- **GOALS**
A - Reproduce the passage of the yolov5 batch-size thread below from "acai66 commented 4" up to and including "still operate correctly.".
B - In the yolov5 batch-size thread below, at what batch size does Colab run out of memory on the dataset being trained?
C - Carry on with the yolov5 batch-size thread below, starting right after its final comment.

- **TEXT SHOWN**
○ ○ ○ ○ ○
This issue disappeared when changed batchsize to 12.

@acai66 thank you! I think I can work with this. I can only debug official models though, so I will use yolov5x.yaml in place of yours. Do you yourself see the error when running on the default models?

glenn-jocher commented 4 years ago

@buimanhlinh96 I don't know, I have not tried to reproduce yet. I know test.py operates correctly on datasets without labels, I don't know about train.py. Can you provide minimum viable code to reproduce your specific issue?

glenn-jocher commented 4 years ago

@acai66 also are you able to reproduce in one of the verified environments?

buimanhlinh96 commented 4 years ago

@glenn-jocher I try some experiments and come up with the batch-size should be more than or equal 8

glenn-jocher commented 4 years ago

@buimanhlinh96 there is no constraint on batch size, so you should be able to use batch size 1 to batch size x, whatever your hardware can handle. If this is not the case then there is a bug.

acai66 commented 4 years ago

@acai66 also are you able to reproduce in one of the verified environments?

you can try default yolov5x.yaml. I just change nc to 1 in yolov5x_2020_default.yaml actually.

buimanhlinh96 commented 4 years ago

@glenn-jocher Yes. Hopefully we can fix it ASAP. Love yolov5

glenn-jocher commented 4 years ago

@acai66 ah I see, of course. We actually updated train.py a few weeks back to inherit nc from the data.yaml in case of a mismatch with the model yaml nc, so you should be able to use your command with the default 80 class yolov5x.yaml as well, and it will still operate correctly.

Ok, I will try to reproduce this in a colab notebook today if I have time.

Jacobsolawetz commented 4 years ago

@glenn-jocher I'm in the same boat.

For me the bug hits right after the first epoch (which successfully completes), when moving to the second epoch.

It seems fixed by moving the batch size from 4 to 12 as suggested above (Colab runs out of memory on this dataset at 16).

glenn-jocher commented 4 years ago

@Jacobsolawetz hmm ok. Do you have a pretty sparse dataset, do you think it's possible a whole batch of 4 images might have no labels? Does the bug happen during training or testing?
○ ○ ○ ○ ○
- **GIVEN DATA**
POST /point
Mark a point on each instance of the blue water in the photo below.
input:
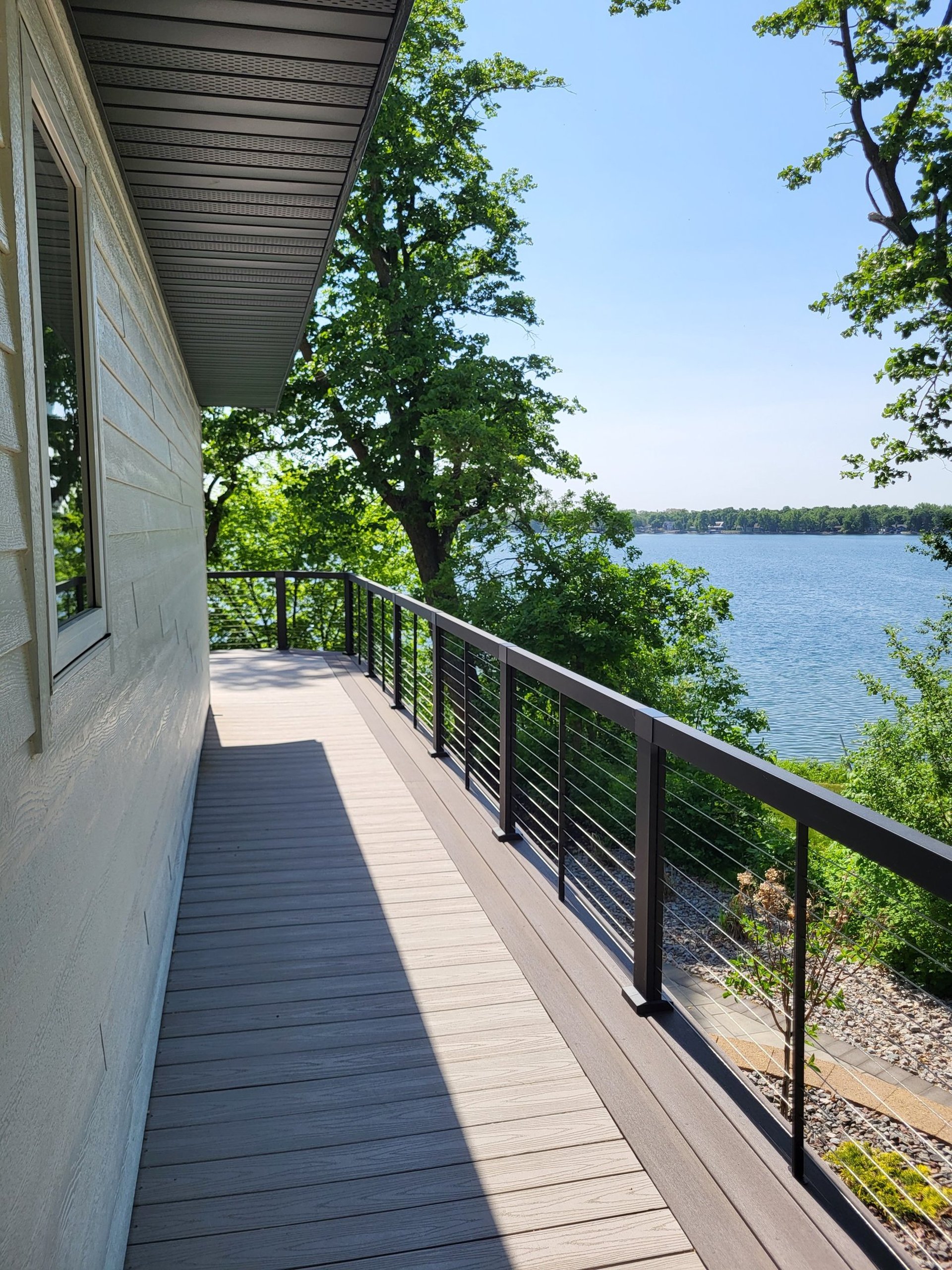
(808, 615)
○ ○ ○ ○ ○
- **RESPONSES FOR EACH TASK**
A -
acai66 commented 4 years ago

@acai66 also are you able to reproduce in one of the verified environments?

you can try default yolov5x.yaml. I just change nc to 1 in yolov5x_2020_default.yaml actually.

buimanhlinh96 commented 4 years ago

@glenn-jocher Yes. Hopefully we can fix it ASAP. Love yolov5

glenn-jocher commented 4 years ago

@acai66 ah I see, of course. We actually updated train.py a few weeks back to inherit nc from the data.yaml in case of a mismatch with the model yaml nc, so you should be able to use your command with the default 80 class yolov5x.yaml as well, and it will still operate correctly.

B - At a batch size of 16.

C -
glenn-jocher commented 4 years ago

@acai66 I'm able to reproduce this in a colab notebook: https://colab.research.google.com/drive/1bCFd_1fyFG8pkXkQ8MubvRSgFsb9ZPhu#scrollTo=-AVqcyhjO89V

I see this midway through the first epoch:

     Epoch   gpu_mem      GIoU       obj       cls     total   targets  img_size
     0/299     4.78G   0.07214   0.01437         0   0.08651         3       512:  70% 105/150 [00:58<00:22,  2.02it/s]Traceback (most recent call last):
  File "train.py", line 477, in <module>
    train(hyp, opt, device, tb_writer)
  File "train.py", line 300, in train
    loss, loss_items = compute_loss(pred, targets.to(device), model)  # scaled by batch_size
  File "/content/yolov5/utils/general.py", line 446, in compute_loss
    tcls, tbox, indices, anchors = build_targets(p, targets, model)  # targets
  File "/content/yolov5/utils/general.py", line 545, in build_targets
    b, c = t[:, :2].long().T  # image, class
ValueError: too many values to unpack (expected 2)
     0/299     4.78G   0.07214   0.01437         0   0.08651         3       512:  70% 105/150 [00:58<00:25,  1.79it/s]
glenn-jocher commented 4 years ago

@ZeKunZhang1998 @mrk230 @Jacobsolawetz @acai66 @buimanhlinh96 this issue should be resolved now in https://github.com/ultralytics/yolov5/commit/7eaf225d558c6495190e0c79a56553633a065c49. Please git pull to receive the latest updates and try again.

Let us know if you run into anymore problems, and good luck!

glenn-jocher commented 4 years ago

@acai66 for your dataset I would recommend several changes:

  1. You have very small objects, you need to train at the highest viable resolution, even if it means using a smaller model.
  2. Start from pretrained weights for best results, but also try training from scratch to compare.
  3. Use the largest batch size that will fit into RAM.
  4. Your dataset is different enough from COCO that it may benefit from substantially different hyperparameters. See hyperparameter evolution tutorial: https://docs.ultralytics.com/yolov5
acai66 commented 4 years ago

@acai66 for your dataset I would recommend several changes:

  1. You have very small objects, you need to train at the highest viable resolution, even if it means using a smaller model.
  2. Start from pretrained weights for best results, but also try training from scratch to compare.
  3. Use the largest batch size that will fit into RAM.
  4. Your dataset is different enough from COCO that it may benefit from substantially different hyperparameters. See hyperparameter evolution tutorial: https://docs.ultralytics.com/yolov5

Thank you very much for your recommendation, and i will try to do that,. This issue was solved after git pull latest commits.

Jacobsolawetz commented 4 years ago

@glenn-jocher yes... after introspection, there are maybe 6 or so images in the dataset of 500 that do not have annotations. A random grouping of those may have caused the cough.

Thanks for fixing this bug so quickly!

buimanhlinh96 commented 4 years ago

@glenn-jocher Thank you very much!!!!!!!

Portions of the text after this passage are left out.